WHAT YOU ARE ASKED TO DO ▸
List all lines of the data that include the string "bamboo".

--------

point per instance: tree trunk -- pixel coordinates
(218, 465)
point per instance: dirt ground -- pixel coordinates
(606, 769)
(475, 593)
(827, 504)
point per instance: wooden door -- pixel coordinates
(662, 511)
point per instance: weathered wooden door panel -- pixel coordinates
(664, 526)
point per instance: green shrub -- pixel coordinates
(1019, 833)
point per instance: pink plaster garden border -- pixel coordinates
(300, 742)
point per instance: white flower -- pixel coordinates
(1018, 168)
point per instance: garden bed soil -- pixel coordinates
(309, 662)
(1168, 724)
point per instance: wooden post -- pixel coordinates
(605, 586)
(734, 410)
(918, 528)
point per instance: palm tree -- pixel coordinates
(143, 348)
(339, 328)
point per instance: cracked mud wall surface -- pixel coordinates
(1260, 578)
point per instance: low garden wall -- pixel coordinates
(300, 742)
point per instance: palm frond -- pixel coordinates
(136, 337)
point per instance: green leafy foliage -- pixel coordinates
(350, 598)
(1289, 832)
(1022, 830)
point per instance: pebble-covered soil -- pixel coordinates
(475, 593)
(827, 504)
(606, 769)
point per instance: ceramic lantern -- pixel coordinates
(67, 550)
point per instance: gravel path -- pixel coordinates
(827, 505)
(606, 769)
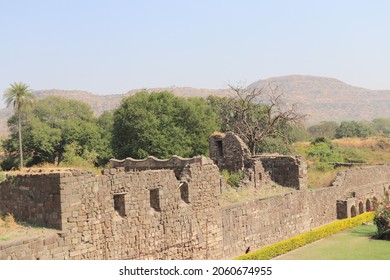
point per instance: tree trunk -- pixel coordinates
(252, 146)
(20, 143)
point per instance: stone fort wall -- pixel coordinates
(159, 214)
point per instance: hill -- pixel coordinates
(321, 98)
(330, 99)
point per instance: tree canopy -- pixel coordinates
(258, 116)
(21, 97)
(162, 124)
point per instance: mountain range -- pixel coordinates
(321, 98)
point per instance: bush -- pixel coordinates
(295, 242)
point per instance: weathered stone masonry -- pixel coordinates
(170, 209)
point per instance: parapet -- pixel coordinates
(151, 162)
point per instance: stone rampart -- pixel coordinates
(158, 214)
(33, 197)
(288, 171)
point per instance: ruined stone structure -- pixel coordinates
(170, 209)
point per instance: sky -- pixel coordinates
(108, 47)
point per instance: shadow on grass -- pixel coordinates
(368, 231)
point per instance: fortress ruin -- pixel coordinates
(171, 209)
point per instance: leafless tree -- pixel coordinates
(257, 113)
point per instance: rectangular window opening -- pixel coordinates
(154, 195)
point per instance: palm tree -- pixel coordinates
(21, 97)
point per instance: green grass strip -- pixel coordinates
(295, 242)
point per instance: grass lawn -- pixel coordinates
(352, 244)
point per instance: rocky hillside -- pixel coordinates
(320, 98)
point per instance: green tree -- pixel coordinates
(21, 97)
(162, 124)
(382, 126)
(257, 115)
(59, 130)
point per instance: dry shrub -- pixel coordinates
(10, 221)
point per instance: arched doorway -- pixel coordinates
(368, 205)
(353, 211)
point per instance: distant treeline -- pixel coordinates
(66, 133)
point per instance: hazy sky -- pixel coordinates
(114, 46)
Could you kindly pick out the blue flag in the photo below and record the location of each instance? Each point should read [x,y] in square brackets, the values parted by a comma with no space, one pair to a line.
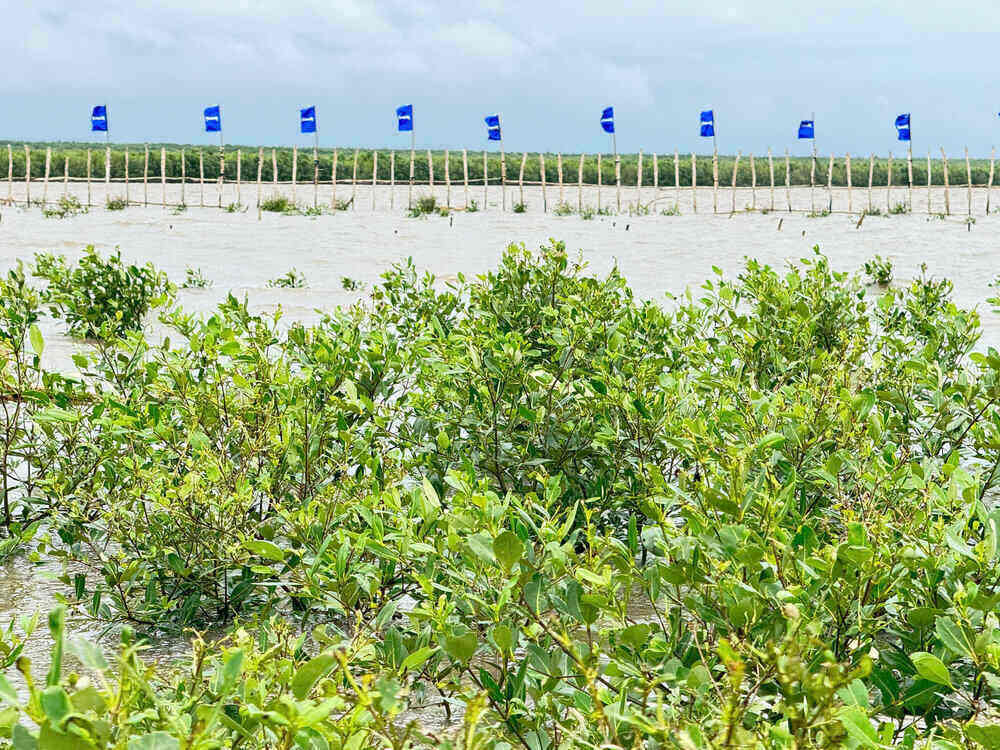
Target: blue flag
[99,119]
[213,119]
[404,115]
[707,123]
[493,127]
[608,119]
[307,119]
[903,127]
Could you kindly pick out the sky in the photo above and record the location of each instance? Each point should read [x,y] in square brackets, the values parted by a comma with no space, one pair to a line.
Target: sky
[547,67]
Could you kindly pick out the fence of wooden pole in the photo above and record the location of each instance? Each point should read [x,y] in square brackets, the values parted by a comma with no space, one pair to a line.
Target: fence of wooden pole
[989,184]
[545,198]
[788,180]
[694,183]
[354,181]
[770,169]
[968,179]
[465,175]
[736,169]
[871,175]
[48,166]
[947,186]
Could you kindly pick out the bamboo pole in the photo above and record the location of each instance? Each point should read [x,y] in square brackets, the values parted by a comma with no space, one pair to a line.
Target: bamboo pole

--------

TASK RESULT ▸
Could you kindly pick out the bamboo pole in the photo above and record the location of each instance? Each point should read [x,y] in square brackets, the values parted by a comma with no space, one pair to a line.
Target: bamboo pole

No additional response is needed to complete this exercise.